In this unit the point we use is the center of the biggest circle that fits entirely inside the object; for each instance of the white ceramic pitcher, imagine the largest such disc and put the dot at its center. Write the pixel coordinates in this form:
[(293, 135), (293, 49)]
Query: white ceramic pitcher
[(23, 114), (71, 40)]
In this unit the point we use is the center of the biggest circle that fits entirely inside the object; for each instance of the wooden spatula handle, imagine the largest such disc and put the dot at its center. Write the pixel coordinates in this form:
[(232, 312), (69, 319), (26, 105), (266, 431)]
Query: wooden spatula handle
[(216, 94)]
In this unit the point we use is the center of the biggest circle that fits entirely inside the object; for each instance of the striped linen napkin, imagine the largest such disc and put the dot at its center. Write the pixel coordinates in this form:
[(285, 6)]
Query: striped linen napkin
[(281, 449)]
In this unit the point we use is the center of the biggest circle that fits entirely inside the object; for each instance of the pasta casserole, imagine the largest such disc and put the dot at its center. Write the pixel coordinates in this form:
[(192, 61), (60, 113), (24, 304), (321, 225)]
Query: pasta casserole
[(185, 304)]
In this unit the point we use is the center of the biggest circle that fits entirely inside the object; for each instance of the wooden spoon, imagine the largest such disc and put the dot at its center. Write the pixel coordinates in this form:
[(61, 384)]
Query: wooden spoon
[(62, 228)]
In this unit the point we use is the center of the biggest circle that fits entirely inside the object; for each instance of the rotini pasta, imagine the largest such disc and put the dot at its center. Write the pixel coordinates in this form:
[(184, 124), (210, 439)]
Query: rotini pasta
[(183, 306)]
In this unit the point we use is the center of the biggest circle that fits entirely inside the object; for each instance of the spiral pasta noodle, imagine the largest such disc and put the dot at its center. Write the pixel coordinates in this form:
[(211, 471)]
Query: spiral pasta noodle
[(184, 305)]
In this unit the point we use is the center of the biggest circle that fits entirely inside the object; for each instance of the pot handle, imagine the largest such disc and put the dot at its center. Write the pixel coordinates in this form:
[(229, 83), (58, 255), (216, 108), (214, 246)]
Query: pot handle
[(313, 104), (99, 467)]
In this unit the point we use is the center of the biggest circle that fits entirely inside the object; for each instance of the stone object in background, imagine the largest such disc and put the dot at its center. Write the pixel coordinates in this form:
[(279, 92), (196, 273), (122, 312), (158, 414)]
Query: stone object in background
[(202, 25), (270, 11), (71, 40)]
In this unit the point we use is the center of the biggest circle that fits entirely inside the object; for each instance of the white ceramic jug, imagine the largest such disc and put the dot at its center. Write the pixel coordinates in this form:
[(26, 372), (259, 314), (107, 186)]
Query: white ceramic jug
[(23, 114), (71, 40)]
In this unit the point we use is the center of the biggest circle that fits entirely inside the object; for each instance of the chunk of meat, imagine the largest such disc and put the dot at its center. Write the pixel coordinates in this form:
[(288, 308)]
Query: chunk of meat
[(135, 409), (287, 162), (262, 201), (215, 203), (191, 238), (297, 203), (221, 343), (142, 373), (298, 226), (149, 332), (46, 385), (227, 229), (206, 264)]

########################################

* **ACTION ITEM**: Write the material above out again, exactly as it reads.

* **OUTPUT**:
In this unit the point we use is the center of the biggest circle that fits entirely inside the object; for each instance of the white ceramic pitcher, imagine the largest such disc and put the dot at its center. Write the pixel coordinates in this form:
[(293, 135), (293, 49)]
Query: white ceramic pitcher
[(23, 114), (71, 40)]
In this unit the point we use is the center of the biggest circle that fits entirely inside the object; for each instance of the wooden spatula handle, imagine the largest such disc and put the dot at its center. Write the pixel coordinates in this form:
[(232, 312), (69, 319), (26, 105), (266, 431)]
Query: wooden spatula handle
[(216, 94)]
In this unit the point we use is the center of the biggest circle that fits entirely inside the object; for each instance of the striped linen napkin, imagine the largest such disc and put the dot at its center. Write the pixel coordinates in this form:
[(285, 6)]
Query: striped linen napkin
[(281, 449)]
In this unit the point we use is the center of the biggest circle that fits entirely inside the object; for each instance of the pasta casserole, imagine the largest such disc and put the dot at its center. Write the pixel coordinates in this form:
[(192, 61), (60, 113), (24, 304), (321, 225)]
Query: pasta casserole
[(185, 304)]
In this unit the point we use is the center of the biggest circle that fits entirely inside the object; for each instance of the wooden spoon, imagine the largest such disc and put the dot at its center. Write the pixel coordinates in this form:
[(61, 384)]
Query: wooden spoon
[(62, 228)]
In this unit the point we use is the center of the biggest circle that fits entirely inside the object; for each instance of the rotini pasta, imagine the largest such disc and put the dot at its center. Write the pixel coordinates in this form:
[(184, 124), (210, 439)]
Query: rotini pasta
[(183, 306)]
In this unit the point we use is the center of the biggest circle that fits entirely inside the object; for each instance of the spiral pasta noodle, imagine the largest such disc and put the dot at its center. Write the pixel coordinates in this form:
[(211, 471)]
Query: spiral pasta noodle
[(184, 305)]
In this unit the point we use is the center of the biggest circle that fits entirely inside the object; for each instance of the pot handle, imagine the largest such disc and put the dot at its center. Write the pixel coordinates in this form:
[(229, 83), (58, 255), (216, 108), (214, 246)]
Query: pot handle
[(313, 104), (99, 467)]
In this unit the point we use is the center of the biggest circle that fits entirely inside the object; for each instance of the stone object in background, imagine the largest such disc and put the dot at its center. Write the pixel coordinates in this form:
[(279, 92), (196, 273), (122, 312), (158, 414)]
Query: stone object in background
[(202, 25), (270, 11), (71, 40)]
In this unit the point we use is the center of the biggest circle that fits entirely inside the object; for each instance of the white ceramic jug, imagine the largest such disc and put the dot at its center. Write the pixel coordinates in this form:
[(26, 372), (259, 314), (107, 186)]
Query: white ceramic jug
[(23, 114), (71, 40)]
In this unit the point we use is the center of the biggest circle that fits entirely inside the object; for each instance of the chunk of meat, imagine the largest such disc and put the dot at its center. Write the pixel coordinates in this form:
[(288, 308)]
Query: chunk of meat
[(135, 409), (287, 162), (262, 201), (215, 203), (191, 238), (297, 203), (221, 343), (142, 373), (298, 226), (149, 332), (46, 385), (227, 229), (206, 264)]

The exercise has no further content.